==== Data in this exercise ====

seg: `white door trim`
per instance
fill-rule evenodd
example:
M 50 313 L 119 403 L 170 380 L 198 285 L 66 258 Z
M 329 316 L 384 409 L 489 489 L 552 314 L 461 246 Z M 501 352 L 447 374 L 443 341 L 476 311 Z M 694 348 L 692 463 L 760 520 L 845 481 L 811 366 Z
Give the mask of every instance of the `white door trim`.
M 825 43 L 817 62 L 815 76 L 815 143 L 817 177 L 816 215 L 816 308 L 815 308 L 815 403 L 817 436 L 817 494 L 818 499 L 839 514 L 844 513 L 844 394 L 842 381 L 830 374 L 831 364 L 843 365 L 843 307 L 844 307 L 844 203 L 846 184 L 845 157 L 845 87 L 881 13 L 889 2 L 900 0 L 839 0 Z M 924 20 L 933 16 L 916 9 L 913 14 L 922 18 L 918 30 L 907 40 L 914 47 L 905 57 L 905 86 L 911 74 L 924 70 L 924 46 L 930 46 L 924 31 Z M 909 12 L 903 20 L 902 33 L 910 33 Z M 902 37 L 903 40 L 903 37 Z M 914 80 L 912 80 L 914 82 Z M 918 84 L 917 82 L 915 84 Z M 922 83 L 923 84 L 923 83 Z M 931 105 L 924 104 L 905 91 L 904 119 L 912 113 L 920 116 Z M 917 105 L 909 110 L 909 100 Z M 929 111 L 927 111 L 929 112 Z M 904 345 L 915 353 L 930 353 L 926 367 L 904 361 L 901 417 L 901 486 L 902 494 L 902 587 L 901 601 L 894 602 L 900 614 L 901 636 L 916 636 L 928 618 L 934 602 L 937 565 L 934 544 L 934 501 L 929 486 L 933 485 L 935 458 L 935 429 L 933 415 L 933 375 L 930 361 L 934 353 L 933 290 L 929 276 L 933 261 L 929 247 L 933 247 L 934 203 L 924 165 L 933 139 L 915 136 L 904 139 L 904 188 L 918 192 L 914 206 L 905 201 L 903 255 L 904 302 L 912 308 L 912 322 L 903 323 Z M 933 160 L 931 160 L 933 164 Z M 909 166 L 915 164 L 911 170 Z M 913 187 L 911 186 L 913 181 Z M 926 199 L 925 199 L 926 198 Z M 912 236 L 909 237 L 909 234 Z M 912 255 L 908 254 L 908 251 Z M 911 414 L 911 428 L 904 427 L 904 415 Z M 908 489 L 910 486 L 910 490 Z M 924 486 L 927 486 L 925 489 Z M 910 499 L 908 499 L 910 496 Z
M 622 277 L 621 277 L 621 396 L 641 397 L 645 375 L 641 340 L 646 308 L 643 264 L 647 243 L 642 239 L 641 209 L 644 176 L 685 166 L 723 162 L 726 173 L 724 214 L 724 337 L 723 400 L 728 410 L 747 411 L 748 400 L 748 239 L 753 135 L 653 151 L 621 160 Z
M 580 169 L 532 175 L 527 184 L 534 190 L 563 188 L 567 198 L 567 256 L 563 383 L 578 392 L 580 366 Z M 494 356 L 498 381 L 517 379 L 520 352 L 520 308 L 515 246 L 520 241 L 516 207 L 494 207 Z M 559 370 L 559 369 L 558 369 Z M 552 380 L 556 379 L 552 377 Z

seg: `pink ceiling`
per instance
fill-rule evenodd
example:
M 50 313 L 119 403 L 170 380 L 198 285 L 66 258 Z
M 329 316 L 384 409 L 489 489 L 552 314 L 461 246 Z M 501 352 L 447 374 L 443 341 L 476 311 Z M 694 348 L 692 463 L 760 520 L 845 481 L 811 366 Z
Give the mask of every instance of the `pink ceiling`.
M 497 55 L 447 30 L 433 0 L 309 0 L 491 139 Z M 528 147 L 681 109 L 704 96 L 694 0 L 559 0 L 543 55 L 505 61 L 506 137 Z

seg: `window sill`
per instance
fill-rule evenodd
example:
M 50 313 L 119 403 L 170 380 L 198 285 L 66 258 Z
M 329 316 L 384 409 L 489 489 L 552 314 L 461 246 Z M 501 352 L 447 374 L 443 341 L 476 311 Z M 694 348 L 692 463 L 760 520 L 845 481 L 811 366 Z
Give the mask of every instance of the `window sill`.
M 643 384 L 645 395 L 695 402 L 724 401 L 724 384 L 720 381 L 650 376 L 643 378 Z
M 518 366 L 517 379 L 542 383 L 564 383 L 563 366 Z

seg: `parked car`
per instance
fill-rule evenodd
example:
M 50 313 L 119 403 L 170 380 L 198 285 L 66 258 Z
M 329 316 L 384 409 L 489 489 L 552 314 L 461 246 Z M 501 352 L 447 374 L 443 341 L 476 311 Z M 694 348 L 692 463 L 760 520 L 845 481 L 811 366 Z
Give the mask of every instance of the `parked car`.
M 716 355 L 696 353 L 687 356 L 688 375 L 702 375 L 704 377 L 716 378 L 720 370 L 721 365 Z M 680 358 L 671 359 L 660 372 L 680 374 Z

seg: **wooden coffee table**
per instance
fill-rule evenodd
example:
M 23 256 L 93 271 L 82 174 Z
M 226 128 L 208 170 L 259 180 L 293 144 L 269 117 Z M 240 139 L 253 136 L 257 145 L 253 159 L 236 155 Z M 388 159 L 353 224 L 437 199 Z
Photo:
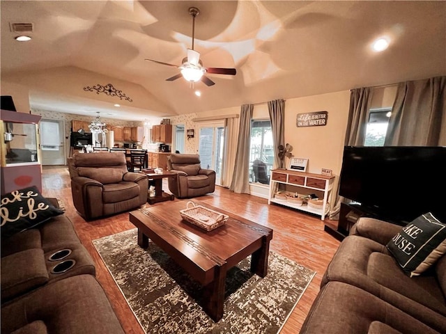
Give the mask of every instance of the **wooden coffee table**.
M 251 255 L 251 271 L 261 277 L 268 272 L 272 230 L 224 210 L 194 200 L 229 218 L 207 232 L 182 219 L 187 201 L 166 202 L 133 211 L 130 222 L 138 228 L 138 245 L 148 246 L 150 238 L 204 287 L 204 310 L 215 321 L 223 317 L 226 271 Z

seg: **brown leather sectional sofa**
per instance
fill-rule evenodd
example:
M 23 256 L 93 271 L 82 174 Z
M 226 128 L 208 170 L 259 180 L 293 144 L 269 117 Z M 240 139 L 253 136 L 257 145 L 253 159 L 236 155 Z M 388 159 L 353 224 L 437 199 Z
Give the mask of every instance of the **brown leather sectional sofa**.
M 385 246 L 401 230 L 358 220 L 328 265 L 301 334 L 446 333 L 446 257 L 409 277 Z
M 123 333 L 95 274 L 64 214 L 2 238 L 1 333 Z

====
==== Data in this exercise ====

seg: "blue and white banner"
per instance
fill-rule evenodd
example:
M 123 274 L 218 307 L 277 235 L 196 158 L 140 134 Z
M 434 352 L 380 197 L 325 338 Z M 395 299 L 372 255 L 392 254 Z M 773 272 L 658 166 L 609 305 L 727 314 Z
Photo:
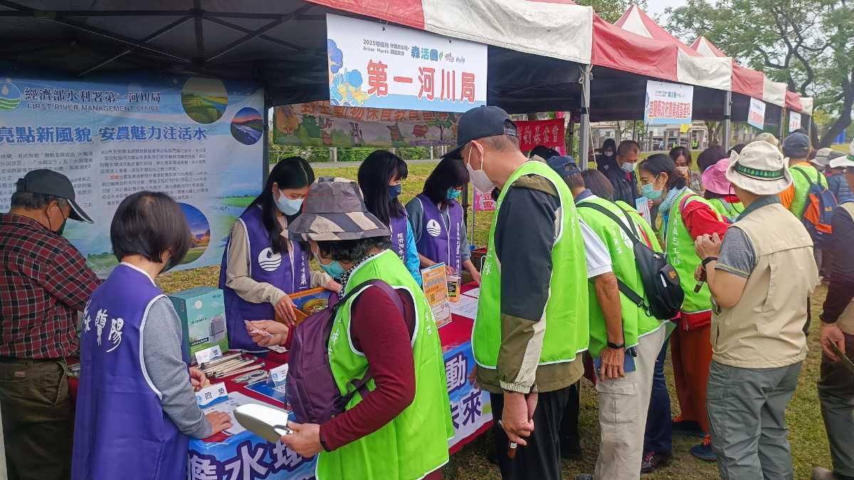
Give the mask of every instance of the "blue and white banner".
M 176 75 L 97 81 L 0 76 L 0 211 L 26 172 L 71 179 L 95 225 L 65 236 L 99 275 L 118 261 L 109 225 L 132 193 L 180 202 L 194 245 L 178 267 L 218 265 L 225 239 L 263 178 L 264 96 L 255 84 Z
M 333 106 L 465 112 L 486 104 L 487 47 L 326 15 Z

====
==== Data in this exercise ====

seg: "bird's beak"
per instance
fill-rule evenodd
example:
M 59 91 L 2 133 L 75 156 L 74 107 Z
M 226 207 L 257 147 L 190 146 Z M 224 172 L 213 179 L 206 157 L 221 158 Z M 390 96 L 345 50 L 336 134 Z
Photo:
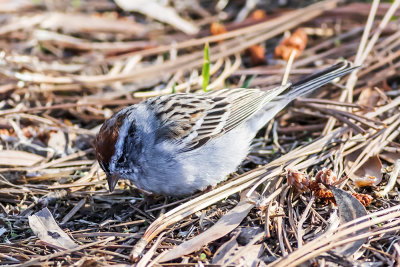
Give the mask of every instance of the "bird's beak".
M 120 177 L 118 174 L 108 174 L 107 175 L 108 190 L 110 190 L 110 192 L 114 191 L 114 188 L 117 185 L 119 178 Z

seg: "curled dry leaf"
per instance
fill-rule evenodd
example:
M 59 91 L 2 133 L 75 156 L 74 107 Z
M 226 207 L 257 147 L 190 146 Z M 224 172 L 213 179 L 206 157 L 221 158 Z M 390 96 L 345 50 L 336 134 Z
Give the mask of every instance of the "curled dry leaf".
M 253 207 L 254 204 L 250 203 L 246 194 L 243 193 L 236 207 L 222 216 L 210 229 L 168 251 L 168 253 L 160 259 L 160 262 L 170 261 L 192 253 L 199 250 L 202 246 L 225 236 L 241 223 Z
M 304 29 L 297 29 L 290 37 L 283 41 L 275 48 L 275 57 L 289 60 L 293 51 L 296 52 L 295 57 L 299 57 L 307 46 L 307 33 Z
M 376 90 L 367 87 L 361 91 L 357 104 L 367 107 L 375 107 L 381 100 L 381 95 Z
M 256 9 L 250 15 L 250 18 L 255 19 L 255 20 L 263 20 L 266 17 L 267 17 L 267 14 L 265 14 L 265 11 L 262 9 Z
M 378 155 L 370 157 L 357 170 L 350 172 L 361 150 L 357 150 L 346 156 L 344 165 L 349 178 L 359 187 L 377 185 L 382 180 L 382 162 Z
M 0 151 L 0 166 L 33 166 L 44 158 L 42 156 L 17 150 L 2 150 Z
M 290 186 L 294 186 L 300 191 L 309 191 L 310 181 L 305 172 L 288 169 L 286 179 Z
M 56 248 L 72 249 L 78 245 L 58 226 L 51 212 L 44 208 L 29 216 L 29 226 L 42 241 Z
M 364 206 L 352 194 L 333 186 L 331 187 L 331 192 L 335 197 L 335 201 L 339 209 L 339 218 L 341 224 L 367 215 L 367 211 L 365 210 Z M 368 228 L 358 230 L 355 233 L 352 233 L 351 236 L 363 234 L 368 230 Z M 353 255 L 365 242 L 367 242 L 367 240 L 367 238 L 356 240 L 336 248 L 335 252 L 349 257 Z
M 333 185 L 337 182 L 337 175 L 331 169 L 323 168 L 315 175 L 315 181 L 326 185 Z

====

> Exercise task
Return every line of the records above that contains the string "wooden".

> Solution for this task
seg: **wooden coffee table**
Give the mask of every instance of the **wooden coffee table**.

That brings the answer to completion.